# Exercise instructions
Return nothing but the lines from the line containing "girl's smile, put" through the last line of the records, reproduced exactly.

((

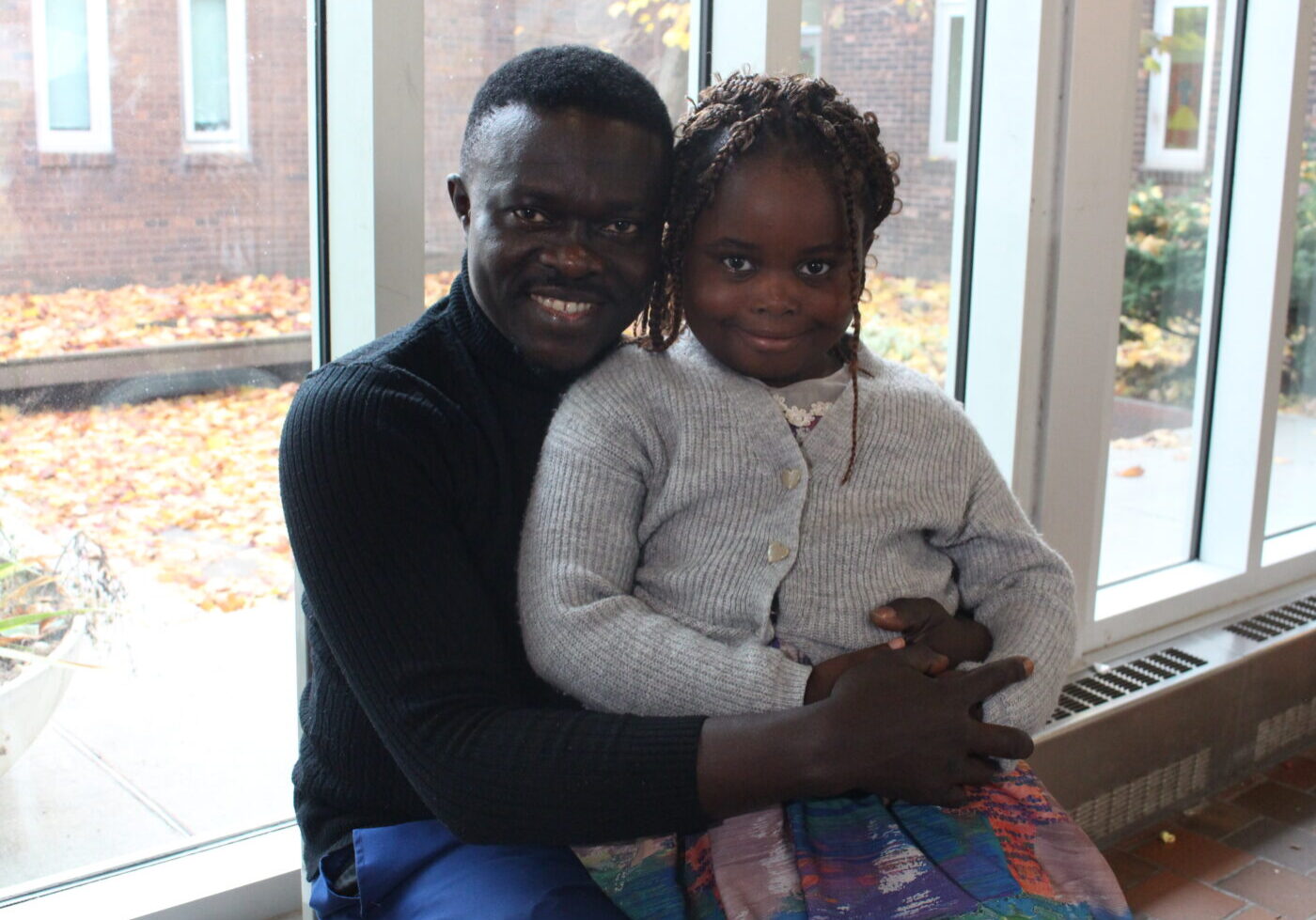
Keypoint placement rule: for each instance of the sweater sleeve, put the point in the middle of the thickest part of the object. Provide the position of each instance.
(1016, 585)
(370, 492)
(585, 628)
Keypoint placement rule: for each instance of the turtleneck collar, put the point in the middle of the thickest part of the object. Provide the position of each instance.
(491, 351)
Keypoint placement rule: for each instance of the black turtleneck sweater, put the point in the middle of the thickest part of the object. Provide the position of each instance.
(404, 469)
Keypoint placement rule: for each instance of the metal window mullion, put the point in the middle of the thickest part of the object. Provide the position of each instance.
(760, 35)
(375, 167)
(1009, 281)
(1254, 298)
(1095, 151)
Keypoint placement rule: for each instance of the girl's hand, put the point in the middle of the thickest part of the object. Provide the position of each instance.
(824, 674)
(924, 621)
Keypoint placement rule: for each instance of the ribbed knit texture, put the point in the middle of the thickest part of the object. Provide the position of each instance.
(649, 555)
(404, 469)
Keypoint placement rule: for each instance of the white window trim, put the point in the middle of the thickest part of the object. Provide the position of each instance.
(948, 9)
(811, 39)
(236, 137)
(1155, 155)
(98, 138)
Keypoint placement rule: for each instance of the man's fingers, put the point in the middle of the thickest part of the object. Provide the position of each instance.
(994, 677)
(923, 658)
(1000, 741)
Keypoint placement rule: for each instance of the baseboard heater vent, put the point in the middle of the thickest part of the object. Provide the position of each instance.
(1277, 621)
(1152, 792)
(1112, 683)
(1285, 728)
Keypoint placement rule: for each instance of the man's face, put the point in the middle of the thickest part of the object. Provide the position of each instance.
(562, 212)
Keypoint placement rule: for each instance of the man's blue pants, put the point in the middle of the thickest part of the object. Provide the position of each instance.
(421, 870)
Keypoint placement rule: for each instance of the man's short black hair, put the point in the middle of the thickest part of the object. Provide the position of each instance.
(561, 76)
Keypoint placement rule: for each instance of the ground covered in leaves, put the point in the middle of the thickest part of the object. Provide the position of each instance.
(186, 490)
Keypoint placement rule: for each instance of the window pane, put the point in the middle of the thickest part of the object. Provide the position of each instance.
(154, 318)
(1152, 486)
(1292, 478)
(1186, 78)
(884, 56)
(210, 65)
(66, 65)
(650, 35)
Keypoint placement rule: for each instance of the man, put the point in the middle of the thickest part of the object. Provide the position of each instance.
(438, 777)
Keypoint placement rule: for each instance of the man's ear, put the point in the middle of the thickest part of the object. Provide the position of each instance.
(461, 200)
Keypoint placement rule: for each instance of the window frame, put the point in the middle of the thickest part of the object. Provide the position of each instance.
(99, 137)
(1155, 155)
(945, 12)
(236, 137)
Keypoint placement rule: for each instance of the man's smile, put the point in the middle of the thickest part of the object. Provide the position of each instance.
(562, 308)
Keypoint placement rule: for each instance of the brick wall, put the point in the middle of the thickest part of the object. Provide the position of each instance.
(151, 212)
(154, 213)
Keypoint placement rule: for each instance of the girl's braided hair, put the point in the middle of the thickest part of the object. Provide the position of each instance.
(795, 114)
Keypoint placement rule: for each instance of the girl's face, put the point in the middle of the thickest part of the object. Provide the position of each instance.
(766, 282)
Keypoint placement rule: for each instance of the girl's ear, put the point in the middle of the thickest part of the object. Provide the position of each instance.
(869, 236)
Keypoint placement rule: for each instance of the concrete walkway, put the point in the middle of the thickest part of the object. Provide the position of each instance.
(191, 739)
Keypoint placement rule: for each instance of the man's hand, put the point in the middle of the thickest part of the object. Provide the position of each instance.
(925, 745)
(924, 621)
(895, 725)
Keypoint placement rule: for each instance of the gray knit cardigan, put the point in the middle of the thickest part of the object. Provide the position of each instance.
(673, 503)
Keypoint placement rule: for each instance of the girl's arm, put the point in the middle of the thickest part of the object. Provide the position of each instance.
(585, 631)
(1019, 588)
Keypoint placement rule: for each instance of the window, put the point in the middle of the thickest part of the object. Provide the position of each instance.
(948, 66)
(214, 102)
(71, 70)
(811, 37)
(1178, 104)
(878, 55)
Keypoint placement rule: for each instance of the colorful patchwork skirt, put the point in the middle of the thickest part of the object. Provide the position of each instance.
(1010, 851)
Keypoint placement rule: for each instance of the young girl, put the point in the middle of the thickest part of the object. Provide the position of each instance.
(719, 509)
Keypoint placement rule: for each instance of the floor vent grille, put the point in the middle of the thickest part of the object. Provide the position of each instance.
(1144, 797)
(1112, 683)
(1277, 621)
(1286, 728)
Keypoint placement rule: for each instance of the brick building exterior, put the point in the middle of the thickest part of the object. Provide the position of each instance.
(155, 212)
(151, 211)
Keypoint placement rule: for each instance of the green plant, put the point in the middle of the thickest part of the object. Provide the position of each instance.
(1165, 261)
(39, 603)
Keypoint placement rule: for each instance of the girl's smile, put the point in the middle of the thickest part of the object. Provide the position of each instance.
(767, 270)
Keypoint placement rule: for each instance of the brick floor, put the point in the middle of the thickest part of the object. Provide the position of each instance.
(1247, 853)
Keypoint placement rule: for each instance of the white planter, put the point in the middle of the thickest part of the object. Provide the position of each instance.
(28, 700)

))

# Worked solution
Keypoint placement rule: for each instance of the girl's smile, put the point in the middle of the thickest part of the object. Provide the position of each instance.
(767, 270)
Keypoint placement rule: for each instance of the brick floor, put the point in the middle of the thickest part of the object. Provide the position of each instance.
(1247, 853)
Keypoint placement rule: for each instance of the white planter, put the point in the middle of the thickest part of the object. Provide the position of each instance.
(28, 700)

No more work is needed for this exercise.